» **Source extract**:
_____

Sulfur is another antioxidant, and a common tool in winemaking.  Many producers who employ sulfur at harvest, when racking juice from barrel to barrel, and before the final bottling argue that if they did not, either a ‘spoiled’ wine would result, or one not fit for aging.  ‘Non-sulfured wines need to be enjoyed immediately, or they die!’, I’ve heard argued many times; I have yet to taste the truth of the statement.  I’ve actually been exposed to several decade-old (and more) non-sulfured bottlings which have been far more complete than their sulfured counterparts.  Again, acidity comes into play here.  When the grapes are treated well, and harvest is late enough to involve tartaric acidity in the finished juice no matter the climate, then oxidation can have a powerful positive effect, as the oxygen releases a host of secondary qualities from broken-down tartaric acidity.

how older wines look

Over the course of time, tannin in wine forms longer molecular/enzymatic chains, which trap aromatic compounds.  When they grow to a certain length and weight, they break apart again – releasing potential aroma – and ‘fall out’, forming sediment.  Again, generally speaking, I find ‘fine sediment’ in an older wine to indicate when it’s at its peak; ‘chunky’, or heavy sediment tends to mean it’s starting to go over the hill.

White wines tend to turn golden with time; I find they can often go as far as beige or mahogany and still be delightful, as long as they remain prismatic and/or scintillating. (And they are not immune from sediment; many older Rieslings, for example, can contain tartaric acid crystals, and other white wines with longer skin contact can even pick up polyphenols, including tannin.)

what does ‘secondary’ mean?

‘Secondary’ and even ‘Tertiary’ are used to categorize the aromas & flavors of mature wine.  What do these terms have to do with what’s in the glass?

_____

[Data excerpts]

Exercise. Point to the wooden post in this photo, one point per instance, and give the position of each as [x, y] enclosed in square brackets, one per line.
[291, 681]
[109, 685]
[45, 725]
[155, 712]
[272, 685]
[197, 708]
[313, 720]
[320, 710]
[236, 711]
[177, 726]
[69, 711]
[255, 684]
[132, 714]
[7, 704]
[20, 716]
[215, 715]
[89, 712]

_____

» **Complete the following**:
**a)** Retype the portion of the passage on aging wine that opens with the words containing "White wines tend" and closes with "in the glass?".
**b)** Carry the passage on aging wine forward from its final sentence.

» **Response list**:
**a)**
White wines tend to turn golden with time; I find they can often go as far as beige or mahogany and still be delightful, as long as they remain prismatic and/or scintillating. (And they are not immune from sediment; many older Rieslings, for example, can contain tartaric acid crystals, and other white wines with longer skin contact can even pick up polyphenols, including tannin.)

what does ‘secondary’ mean?

‘Secondary’ and even ‘Tertiary’ are used to categorize the aromas & flavors of mature wine.  What do these terms have to do with what’s in the glass?

**b)**
Technically speaking, ‘Primary’ aromas refer directly to the grape itself; the aromatics of the fruit before fermentation.  All varietals show this primary quality, but some, like Muscat and Gewurztraminer, are more pronounced than others.  ‘Secondary’ tends to refer to the change these aromas undergo after fermentation, and the effect of the storage vessel (the ‘bouquet’) while ‘Tertiary’ refers to the specific changes over time in bottle.

I use these terms to describe a wine’s increasing ability to express essences (in the sense of ‘essential oils’).  If a Riesling, for example, begins its life redolent of fresh lilac blossom, green apple and mint, and five years later reminds one of macadamia nut oil, sesame, rosemary, soy, and chili flake – as often happens – I would say that it underwent a ‘secondary’ change, as one ‘set’ of flavors & aromas became another, more ‘essential’.  If after another 10 years it begins to show truffle, freshly turned humus, roasted coffee bean, even mocha, it would have turned ‘tertiary’, and perhaps be nearing the end of its life.

screw-cap vs. cork

The jury’s still officially out on this one, but I have yet to see a strong difference between mature wines in screw-cap vs. cork… If anything, a slightly slower development in screw-cap.

do wines improve over time?

Perhaps too generously, I tend not to consider a wine ‘improving’ over time, but rather, strictly ‘changing’.  Positive or negative, this change is nearly always interesting; sometimes the pleasure is more cerebral, sometimes more physical, sometimes -ideally – a mix of both.


We currently offer a host of affordable older vintages at their prime; most are recent acquisitions.  A short list includes:

1999 Savennieres (France), 1990 Roter Veltliner (Austria), 1995 Riesling Auslese (Germany), 1981 Rioja (Spain), 1997 Sauternes (France), 1995 Champagne (France), 1994 Zinfandel (California), 2002 Collio Bianco (Italy), 1997 Barolo (Italy), 1998  Aghiorghitiko blend (Greece)… And signally, a 1985 Salon Champagne which is showing better than ever; I tasted it again with colleagues on 5 December 2012, and its lively evocation of oyster shell, parmesan, and truffle reminded me of Terry Theise’s observation that “aged Champagne reverts back to its essential wine”; it conveys something very fundamental and grounding.

Enjoy these wines now; each provides a very unique, sensible experience of time.